## [Requirements]
1. Please repeat the part of the post about the server network error starting at "Problem: Randomly, for" and ending at "for this error.".
2. In the post about the server network error, how many ports does the netsh command report as available?

## [Passage given]
10

Let me start out by stating that I have already searched many sources for information or a resolution, but I have been unable to find a permanent solution.

Problem: Randomly, for what appears to be no reason, the windows server starts to respond with the error message when it tries to access any network resource. It does not matter if it is a networked drive, a UNC path or a symbolic link. Also, clients cannot reach the server either once this error starts to occur. Remote Desktop states that the machine cannot be found when I try to connect. PING will return the IP assigned, but it states request timed out. There is no information in the windows event log for this error.

The server is a VM running Windows Server 2016. There is only one virtual network card assigned and there are no segmented VLAN’s.

Starting with http://support.microsoft.com/kb/319504 - I realize that this is for an older version of windows, but I do in fact get “system error 68 has occurred” when I execute the command “net use *\server\folder” at the time that the server is producing the error. However, none of the ways to fix the problem work.

I have a hard time believing that all ephemeral ports have been utilized. Executing the command “netsh int ipv4 show dynamicport tcp” currently displays that there are 16384 ports available for use.

Executing “netstat -ano” at the time the server is producing the error displays very few network resources in use (less than 50). The states are either listening or established. There are no sessions or ports stuck in time_wait or close_wait.

Next, https://support.microsoft.com/en-us/help/929851/the-default-dynamic-port-range-for-tcp-ip-has-changed-in-windows-vista. This article confirms what I am seeing for the dynamic range of ports, that it starts with 49152 instead of between 1024 and 5000. It also showed me the netsh command used above.

Most of the Google searches just point me back to support.microsoft.com/kb/319504, which is the first article that I went to or they are for an unrelated product (such as BizTalk or Exchange).

The VM has a light load. There are not many clients connected. The only software that is currently installed is SQL Server 2016.

## [Supplied information]

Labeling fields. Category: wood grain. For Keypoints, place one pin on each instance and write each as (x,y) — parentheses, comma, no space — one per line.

## [Expected results]
1.
Problem: Randomly, for what appears to be no reason, the windows server starts to respond with the error message when it tries to access any network resource. It does not matter if it is a networked drive, a UNC path or a symbolic link. Also, clients cannot reach the server either once this error starts to occur. Remote Desktop states that the machine cannot be found when I try to connect. PING will return the IP assigned, but it states request timed out. There is no information in the windows event log for this error.

2. 16384